WHAT IS NEEDED:
Update the passage of the job offer article that begins with the words "However, on the" and ends with "and how often?" by writing it out again with "team leader" in place of "supervisor".
Top of QUOTED PASSAGE
6 Things to Know Before Accepting a Job Offer

6 Things to Know Before Accepting a Job Offer

When a company makes you a job offer, you have done a lot of hard work and now you are in control of the process.   You have the power to accept or decline the offer. You are also in a very important part of the process. This is the time for you to make certain that the job is as nearly right for you as you can find.
Here are some job offer questions as to help you evaluate the offer.

1. Have you met your supervisor?  When I went to work at Procter & Gamble, I did not meet my supervisor until the day I started to work.  I was in a division that Procter & Gamble had created to expand the field sales organization in the West.  Procter & Gamble conducted the interviews in an office of a recruiting firm in San Francisco.  The people who interviewed me were charismatic, outgoing, and personable sales people.   I had expected someone who was a fire-in-the-belly mentor who would raise my performance to new levels and teach me how to move ahead in one of the finest companies in the world.

However, on the first day at work, I met my supervisor, and he was anything but what I had expected.  He had been in the same first-line management job for fifteen years.  He was unenthusiastic about what he did.  He emphasized getting the job done as quickly as possible and heading home.  He was a good person, an excellent father and husband.  He was just different from what I had expected based on the people I had met during my interviews.

2. Is there anything in the job description you do not understand?  I have learned from working on recruiting assignments that job descriptions can create confusion.  Here are some things you might want to clarify before you take a job.

  • If the job involves travel, where will need to go and how often?
  • What are the reporting relationships in the new company?  If the job title includes a word such as “manager,” what does that mean?  Will you manage a budget or perhaps manager an overwhelming number of direct reporting relationships?
  • What is the job?  If you think that you are joining an innovation team and you find that you are joining a planning team, you will need to do a lot more analysis that creative thinking.
  • What is the promotion opportunity or expectation?  If you want promotions and there is little opportunity, you are facing frustration.  If the company expects you to take promotions and you want to settle into a career position, you could find that you face pressure to leave for people who can keep the promotion pipeline fluid.
Bottom of QUOTED PASSAGE
Top of EXTRACTED DATA
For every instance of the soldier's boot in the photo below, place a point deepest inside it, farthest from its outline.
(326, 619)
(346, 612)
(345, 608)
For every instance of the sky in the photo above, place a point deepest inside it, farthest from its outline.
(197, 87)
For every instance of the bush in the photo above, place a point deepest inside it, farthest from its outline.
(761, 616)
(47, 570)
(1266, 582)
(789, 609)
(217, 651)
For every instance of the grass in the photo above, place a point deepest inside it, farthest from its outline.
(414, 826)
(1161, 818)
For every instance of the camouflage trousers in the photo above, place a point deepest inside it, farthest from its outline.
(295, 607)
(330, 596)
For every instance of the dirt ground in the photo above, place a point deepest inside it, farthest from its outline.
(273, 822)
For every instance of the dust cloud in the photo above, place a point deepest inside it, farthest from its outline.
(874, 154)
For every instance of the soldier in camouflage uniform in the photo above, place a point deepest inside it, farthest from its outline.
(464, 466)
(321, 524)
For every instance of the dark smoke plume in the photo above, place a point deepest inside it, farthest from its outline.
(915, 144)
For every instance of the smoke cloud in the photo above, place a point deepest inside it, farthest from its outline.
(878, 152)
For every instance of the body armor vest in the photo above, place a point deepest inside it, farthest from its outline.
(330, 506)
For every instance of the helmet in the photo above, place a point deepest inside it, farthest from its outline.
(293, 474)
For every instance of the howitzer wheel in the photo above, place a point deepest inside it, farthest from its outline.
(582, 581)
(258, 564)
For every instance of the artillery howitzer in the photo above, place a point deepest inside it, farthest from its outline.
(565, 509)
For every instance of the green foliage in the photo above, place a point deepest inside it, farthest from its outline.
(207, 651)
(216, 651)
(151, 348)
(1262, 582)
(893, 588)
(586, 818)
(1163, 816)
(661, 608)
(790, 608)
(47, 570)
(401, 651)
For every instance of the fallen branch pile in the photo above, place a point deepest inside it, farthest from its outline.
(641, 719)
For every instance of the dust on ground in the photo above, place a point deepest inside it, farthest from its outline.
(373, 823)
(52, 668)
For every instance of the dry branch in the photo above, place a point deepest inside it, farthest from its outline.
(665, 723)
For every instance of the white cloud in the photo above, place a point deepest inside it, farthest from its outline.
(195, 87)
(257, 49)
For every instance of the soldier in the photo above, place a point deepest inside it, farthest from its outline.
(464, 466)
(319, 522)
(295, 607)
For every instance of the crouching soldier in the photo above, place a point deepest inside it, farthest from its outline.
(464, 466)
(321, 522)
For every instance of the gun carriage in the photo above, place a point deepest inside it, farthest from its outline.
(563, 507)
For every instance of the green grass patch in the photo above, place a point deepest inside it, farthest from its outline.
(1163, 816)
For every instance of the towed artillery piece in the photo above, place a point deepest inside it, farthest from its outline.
Bottom of EXTRACTED DATA
ANSWER FOR THIS EXERCISE:
However, on the first day at work, I met my team leader, and he was anything but what I had expected.  He had been in the same first-line management job for fifteen years.  He was unenthusiastic about what he did.  He emphasized getting the job done as quickly as possible and heading home.  He was a good person, an excellent father and husband.  He was just different from what I had expected based on the people I had met during my interviews.

2. Is there anything in the job description you do not understand?  I have learned from working on recruiting assignments that job descriptions can create confusion.  Here are some things you might want to clarify before you take a job.

  • If the job involves travel, where will need to go and how often?